== Records provided ==

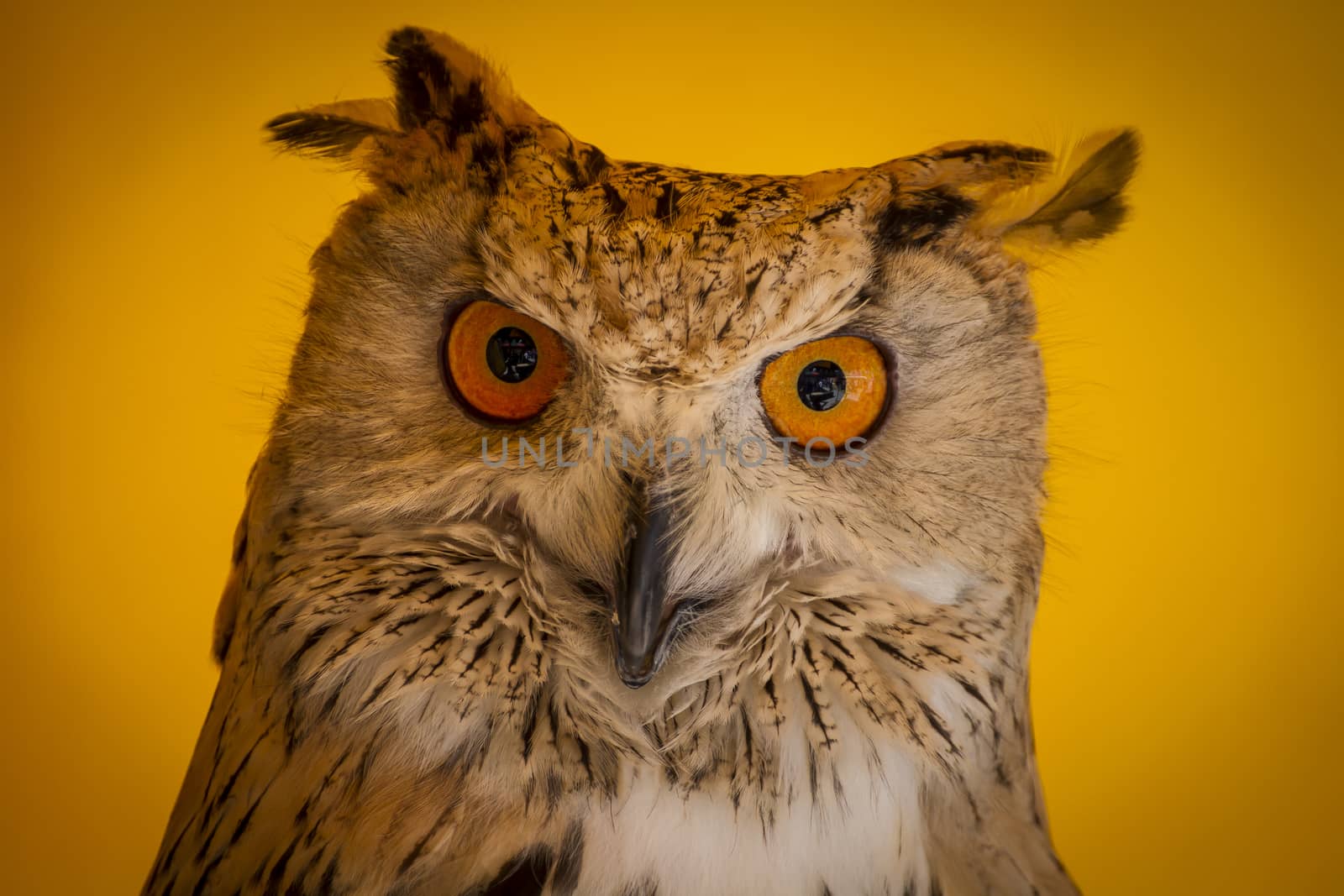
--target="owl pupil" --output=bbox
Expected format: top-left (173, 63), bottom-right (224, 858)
top-left (486, 327), bottom-right (536, 383)
top-left (798, 361), bottom-right (844, 411)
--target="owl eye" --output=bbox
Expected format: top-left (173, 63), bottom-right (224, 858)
top-left (444, 301), bottom-right (570, 423)
top-left (761, 336), bottom-right (891, 448)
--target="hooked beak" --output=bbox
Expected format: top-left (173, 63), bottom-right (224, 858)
top-left (612, 496), bottom-right (676, 688)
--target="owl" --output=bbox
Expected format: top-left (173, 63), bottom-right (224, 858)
top-left (144, 29), bottom-right (1138, 896)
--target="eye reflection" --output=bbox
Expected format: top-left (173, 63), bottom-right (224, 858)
top-left (486, 327), bottom-right (536, 383)
top-left (798, 360), bottom-right (845, 411)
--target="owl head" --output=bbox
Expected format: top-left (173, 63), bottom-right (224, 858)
top-left (249, 29), bottom-right (1137, 731)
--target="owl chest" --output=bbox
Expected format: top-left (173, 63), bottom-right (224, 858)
top-left (564, 720), bottom-right (929, 896)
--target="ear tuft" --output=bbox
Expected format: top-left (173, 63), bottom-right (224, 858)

===

What you are asked to do
Duplicate all of the entries above verbatim, line for line, leaving out the pictures.

Result
--target="owl pupil" --output=bbox
Expected format: top-left (173, 63), bottom-right (224, 858)
top-left (486, 327), bottom-right (536, 383)
top-left (798, 361), bottom-right (844, 411)
--target="owl eye" --output=bbox
Expected format: top-left (173, 63), bottom-right (224, 858)
top-left (444, 301), bottom-right (570, 423)
top-left (761, 336), bottom-right (891, 448)
--target="hooked beak" --output=bbox
Expected format: top-left (173, 63), bottom-right (224, 858)
top-left (612, 496), bottom-right (676, 688)
--target="owl" --output=bbox
Expected format: top-left (173, 63), bottom-right (224, 858)
top-left (144, 29), bottom-right (1138, 896)
--target="eye reflection" --output=bbox
Expected format: top-left (173, 63), bottom-right (224, 858)
top-left (486, 327), bottom-right (536, 383)
top-left (798, 360), bottom-right (845, 411)
--target="owl head" --output=bbox
Expected format: top-left (173, 63), bottom-right (224, 858)
top-left (249, 29), bottom-right (1137, 731)
--target="owl chest" --output=bbox
Expected format: top-left (173, 63), bottom-right (224, 858)
top-left (564, 720), bottom-right (929, 896)
--target="ear tuft" --output=bbox
Expected format: top-left (173, 63), bottom-right (224, 858)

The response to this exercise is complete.